··· Exercise passage
Defections: A sad picture of capitulation and capture

Obituaries
By Alex T. Magaisa Breakups are hard, yet they are as common in politics as they are in more intimate paths of life. Some end quietly. But others take a more tempestuous course, and when that happens, it can be ugly. Where nuptials existed, having begun with a person in holy robes pronouncing the union […]

By Alex T. Magaisa

Breakups are hard, yet they are as common in politics as they are in more intimate paths of life. Some end quietly.

But others take a more tempestuous course, and when that happens, it can be ugly.

Where nuptials existed, having begun with a person in holy robes pronouncing the union of husband and wife undertaking to live happily ever after, it is another person, this time clad in judicial robes, who pronounces the unhappy ending.

On those occasions where the union refuses to quit peacefully, the process is accompanied by much drama, which includes the noise and some stench, the consequences of nuptial laundry being washed in public.

It is not a pretty sight.

The situation is not helped when one of the parties throws themselves into the arms of an old rival.

It rubs salt on the wounded former partner, prompting more unhealthy exchanges.

This might appear harsh, but it appears to be a suitable metaphor for events of last week when two former members of the opposition placed themselves on the lap of President Emmerson Mnangagwa, an event that simultaneously announced an unhappy separation and a strange union.

Both immediately announced that they felt “at home” in Zanu PF, a party that had tormented them and their supporters for the better part of the last two decades.

There was some irony about the setting of this union, but it may have escaped them.

They spent two decades criticising party-state conflation, but here they were, canoodling with Zanu PF mandarins at State House, the seat of government, not at Zanu PF’s headquarters, the home of the party. Lillian Timveos even cooed about “our chairperson”, referring to Oppah Muchinguri, the Zanu PF chairperson.

The other was Blessing Chebundo — he sounded nervous as he praised his new bosses.

It was an arrival in perfect Zanu PF style — no distinction between the party and the government.

The two belonged to two different parties, but it was telling that Zanu PF apparatchiks happily credited them to the MDC Alliance.

The Daily News, which of late has ploughed the propaganda furrow for the regime, took a similar line.

Timveos was a senior official of the MDC Alliance.

But Chebundo had already migrated from the MDC Alliance to the MDC-T led by Douglas Mwonzora.

That Zanu PF apparatchiks deliberately ignored this fact, choosing to credit Chebundo to the MDC Alliance betrays their desperation to score one over their real nemesis, the MDC Alliance.
······
··· Material provided
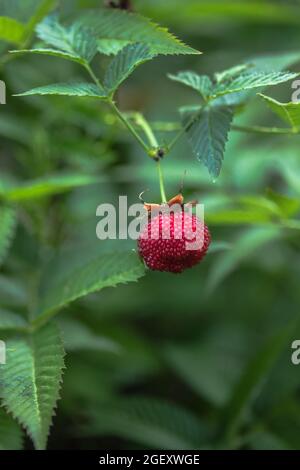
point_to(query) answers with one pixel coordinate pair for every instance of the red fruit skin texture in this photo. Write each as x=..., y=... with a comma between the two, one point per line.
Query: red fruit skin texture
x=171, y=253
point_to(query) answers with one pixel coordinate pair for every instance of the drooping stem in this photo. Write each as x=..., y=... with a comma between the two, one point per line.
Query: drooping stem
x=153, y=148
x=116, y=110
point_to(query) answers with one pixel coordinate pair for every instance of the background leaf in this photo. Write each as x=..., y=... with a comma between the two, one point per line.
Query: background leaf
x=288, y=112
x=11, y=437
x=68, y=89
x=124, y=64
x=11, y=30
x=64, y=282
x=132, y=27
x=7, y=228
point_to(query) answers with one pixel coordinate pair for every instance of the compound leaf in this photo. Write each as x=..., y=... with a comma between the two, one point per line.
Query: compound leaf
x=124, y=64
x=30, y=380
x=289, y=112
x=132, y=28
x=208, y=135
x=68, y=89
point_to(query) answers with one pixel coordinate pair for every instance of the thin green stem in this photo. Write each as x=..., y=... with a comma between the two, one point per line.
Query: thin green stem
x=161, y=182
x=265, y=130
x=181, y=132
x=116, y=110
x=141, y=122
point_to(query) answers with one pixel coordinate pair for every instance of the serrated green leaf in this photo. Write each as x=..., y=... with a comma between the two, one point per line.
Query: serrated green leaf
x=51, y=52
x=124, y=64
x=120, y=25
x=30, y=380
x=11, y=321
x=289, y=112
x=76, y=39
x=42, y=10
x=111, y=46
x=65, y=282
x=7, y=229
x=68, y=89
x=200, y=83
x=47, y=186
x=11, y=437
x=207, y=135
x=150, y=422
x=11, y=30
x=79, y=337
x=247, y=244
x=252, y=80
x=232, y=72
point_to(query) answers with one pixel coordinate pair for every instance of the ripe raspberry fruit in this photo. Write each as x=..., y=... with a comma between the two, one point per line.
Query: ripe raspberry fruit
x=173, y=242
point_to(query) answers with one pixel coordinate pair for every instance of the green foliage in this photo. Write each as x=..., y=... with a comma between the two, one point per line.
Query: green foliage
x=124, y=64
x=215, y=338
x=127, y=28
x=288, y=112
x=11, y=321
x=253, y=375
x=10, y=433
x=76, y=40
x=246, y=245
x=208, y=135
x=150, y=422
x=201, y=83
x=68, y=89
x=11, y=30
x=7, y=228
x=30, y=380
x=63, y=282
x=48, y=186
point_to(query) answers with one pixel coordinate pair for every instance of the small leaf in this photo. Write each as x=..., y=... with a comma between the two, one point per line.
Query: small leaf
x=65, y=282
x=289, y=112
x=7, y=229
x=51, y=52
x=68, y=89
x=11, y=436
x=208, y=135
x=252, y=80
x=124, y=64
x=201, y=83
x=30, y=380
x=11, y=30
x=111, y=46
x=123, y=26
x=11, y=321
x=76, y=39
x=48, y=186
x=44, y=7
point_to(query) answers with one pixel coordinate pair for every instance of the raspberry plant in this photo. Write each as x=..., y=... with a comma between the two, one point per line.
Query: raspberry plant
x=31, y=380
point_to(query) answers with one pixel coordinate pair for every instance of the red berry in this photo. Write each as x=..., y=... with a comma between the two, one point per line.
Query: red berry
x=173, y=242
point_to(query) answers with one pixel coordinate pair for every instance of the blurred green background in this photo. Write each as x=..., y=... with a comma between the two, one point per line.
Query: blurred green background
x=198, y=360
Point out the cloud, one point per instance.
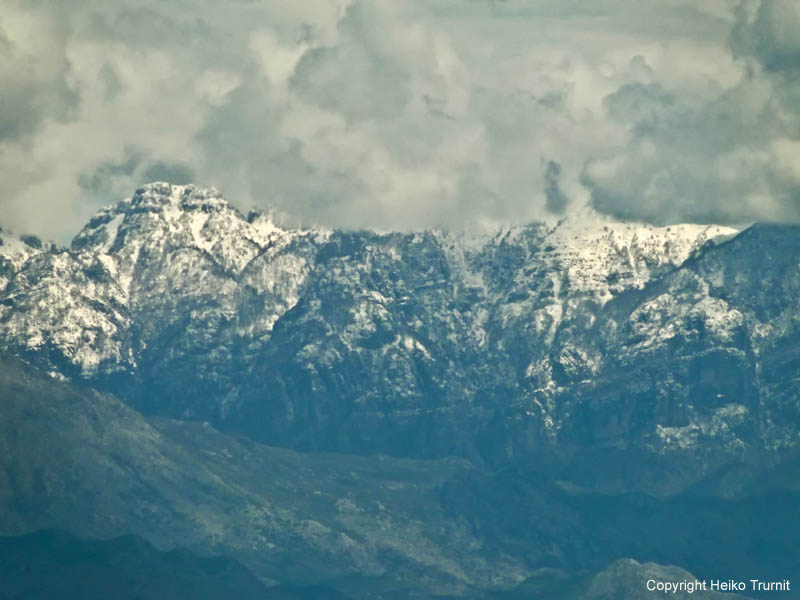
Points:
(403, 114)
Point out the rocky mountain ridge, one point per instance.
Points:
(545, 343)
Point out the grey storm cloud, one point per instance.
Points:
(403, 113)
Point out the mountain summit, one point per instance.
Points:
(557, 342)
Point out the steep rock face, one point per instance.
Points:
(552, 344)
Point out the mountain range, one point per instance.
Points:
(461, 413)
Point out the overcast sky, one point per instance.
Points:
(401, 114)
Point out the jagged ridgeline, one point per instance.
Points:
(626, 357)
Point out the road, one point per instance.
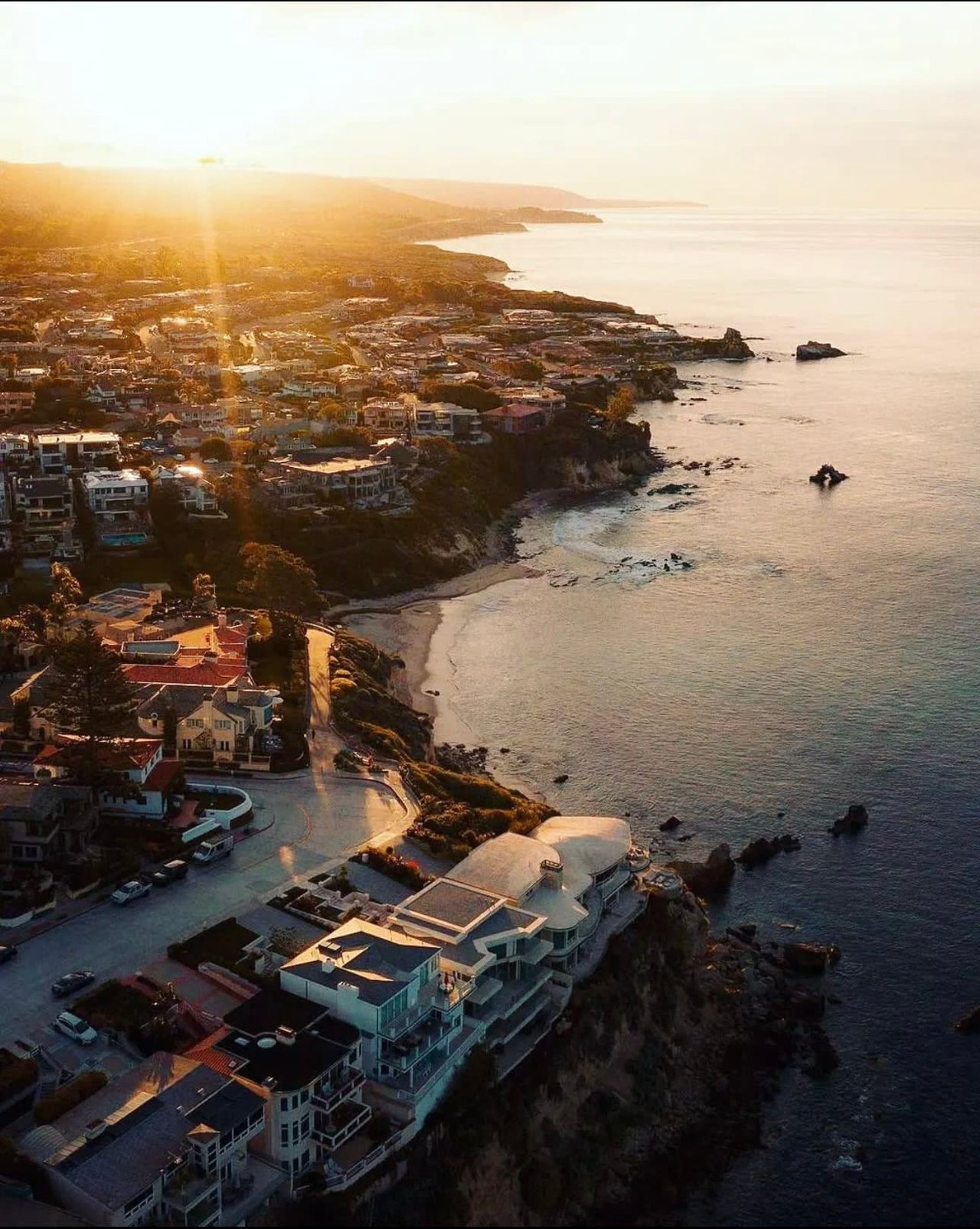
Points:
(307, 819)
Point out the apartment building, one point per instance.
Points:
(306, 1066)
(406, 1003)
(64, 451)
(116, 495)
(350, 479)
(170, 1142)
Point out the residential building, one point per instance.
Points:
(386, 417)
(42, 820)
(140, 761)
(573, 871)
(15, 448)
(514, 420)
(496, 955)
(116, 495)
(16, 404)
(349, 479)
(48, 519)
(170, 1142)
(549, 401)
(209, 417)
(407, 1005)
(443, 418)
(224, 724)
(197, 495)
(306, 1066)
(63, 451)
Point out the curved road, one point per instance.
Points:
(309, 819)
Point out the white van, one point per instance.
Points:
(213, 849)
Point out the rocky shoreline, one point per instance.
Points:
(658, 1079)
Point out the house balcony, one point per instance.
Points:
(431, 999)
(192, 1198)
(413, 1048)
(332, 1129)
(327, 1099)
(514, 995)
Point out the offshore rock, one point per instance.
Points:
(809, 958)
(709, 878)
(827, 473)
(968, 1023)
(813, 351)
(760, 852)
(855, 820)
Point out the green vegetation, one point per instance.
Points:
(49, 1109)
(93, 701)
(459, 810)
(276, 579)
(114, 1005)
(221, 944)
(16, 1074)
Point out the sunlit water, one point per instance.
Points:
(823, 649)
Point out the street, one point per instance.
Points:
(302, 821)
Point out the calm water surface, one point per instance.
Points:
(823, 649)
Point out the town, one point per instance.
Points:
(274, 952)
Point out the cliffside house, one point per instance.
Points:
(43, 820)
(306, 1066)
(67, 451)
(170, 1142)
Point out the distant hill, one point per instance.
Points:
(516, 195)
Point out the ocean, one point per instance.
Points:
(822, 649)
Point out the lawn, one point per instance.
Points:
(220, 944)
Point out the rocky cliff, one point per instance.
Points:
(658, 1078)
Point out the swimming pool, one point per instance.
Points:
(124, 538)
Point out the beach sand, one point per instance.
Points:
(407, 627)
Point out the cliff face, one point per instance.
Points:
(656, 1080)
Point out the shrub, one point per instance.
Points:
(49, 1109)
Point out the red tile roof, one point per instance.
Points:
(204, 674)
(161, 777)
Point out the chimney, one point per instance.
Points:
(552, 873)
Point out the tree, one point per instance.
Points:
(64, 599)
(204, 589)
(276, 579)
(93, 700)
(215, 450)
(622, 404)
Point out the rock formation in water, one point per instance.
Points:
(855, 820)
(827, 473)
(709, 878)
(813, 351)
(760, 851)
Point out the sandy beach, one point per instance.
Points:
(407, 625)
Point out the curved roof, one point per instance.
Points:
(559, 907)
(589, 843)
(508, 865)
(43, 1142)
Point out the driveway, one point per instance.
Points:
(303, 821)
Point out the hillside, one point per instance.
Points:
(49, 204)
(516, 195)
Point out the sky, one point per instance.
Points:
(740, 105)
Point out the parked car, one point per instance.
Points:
······
··· Material provided
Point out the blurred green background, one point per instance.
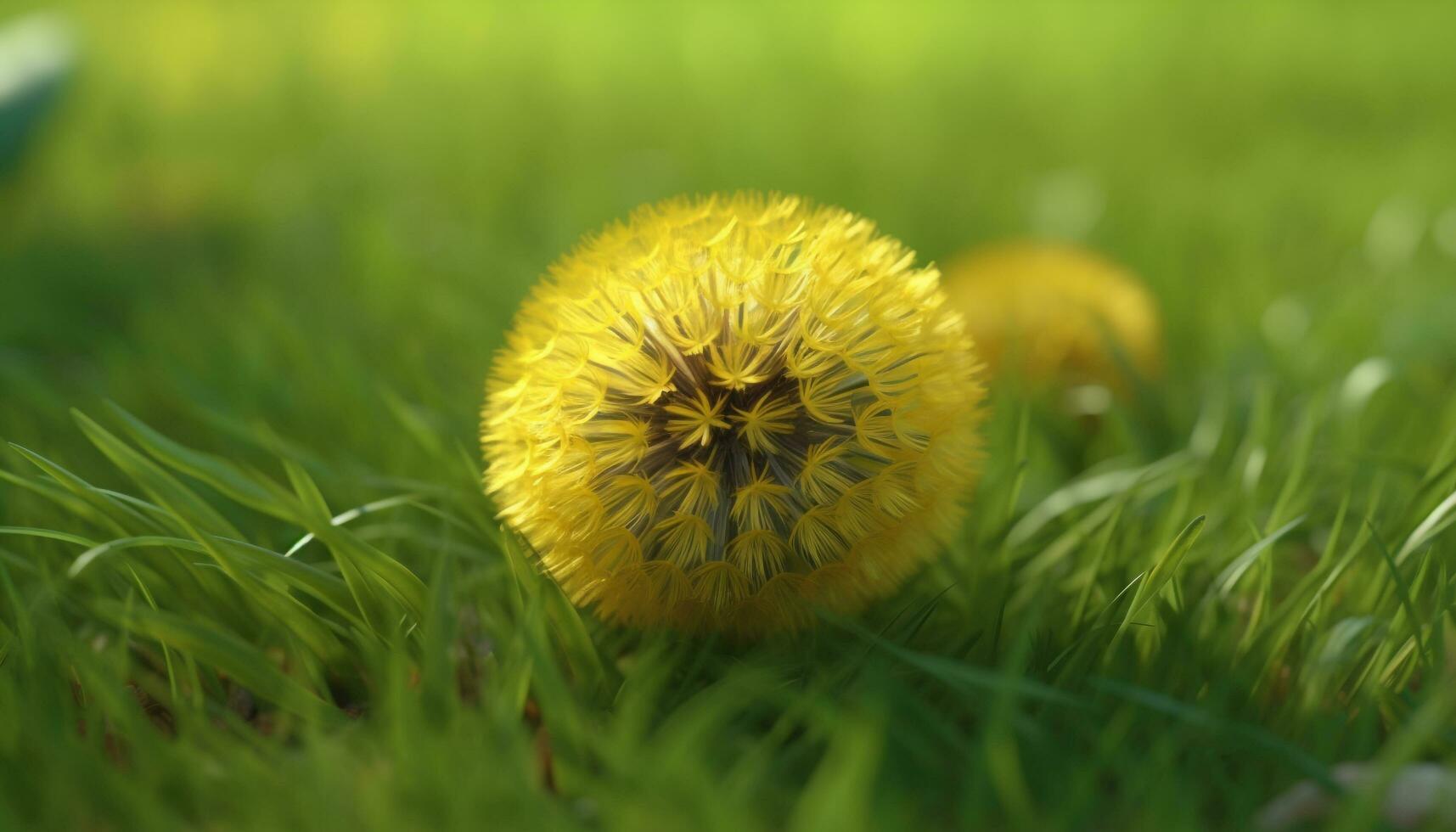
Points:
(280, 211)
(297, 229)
······
• Task directions
In the article on defections, what irony does the author see in the setting where the two former opposition members joined Zanu PF? Explain in one to three sentences.

• Result for this exercise
For two decades the two had criticized the conflation of party and state. Yet they joined Zanu PF at State House, the seat of government, rather than at Zanu PF's headquarters, the home of the party. Their arrival therefore showed the very lack of distinction between party and government that they had opposed.